## Goal
Copy out every one of the items below word for word, with no changes at all.

## Annotation dataset entries
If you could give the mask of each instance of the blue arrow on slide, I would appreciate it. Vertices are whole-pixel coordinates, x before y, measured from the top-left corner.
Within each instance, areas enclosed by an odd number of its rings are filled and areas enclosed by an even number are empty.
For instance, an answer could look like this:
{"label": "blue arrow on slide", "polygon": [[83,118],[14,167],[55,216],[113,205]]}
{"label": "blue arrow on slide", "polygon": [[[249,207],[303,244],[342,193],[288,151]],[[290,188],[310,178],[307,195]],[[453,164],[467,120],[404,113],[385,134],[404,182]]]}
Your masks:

## Result of the exercise
If you could give the mask of each instance of the blue arrow on slide, I would appreciate it. Vertices are whole-pixel coordinates, x before y, measured from the top-left corner.
Within each instance, areas enclosed by an odd number of its rings are filled and areas enclosed by an even number are empty.
For instance, an answer could look like this:
{"label": "blue arrow on slide", "polygon": [[83,118],[14,167],[55,216],[113,205]]}
{"label": "blue arrow on slide", "polygon": [[[249,207],[303,244],[342,193],[288,151]],[[290,188],[310,178],[307,195]],[[453,164],[467,120],[404,113],[385,134],[404,182]]]}
Your masks:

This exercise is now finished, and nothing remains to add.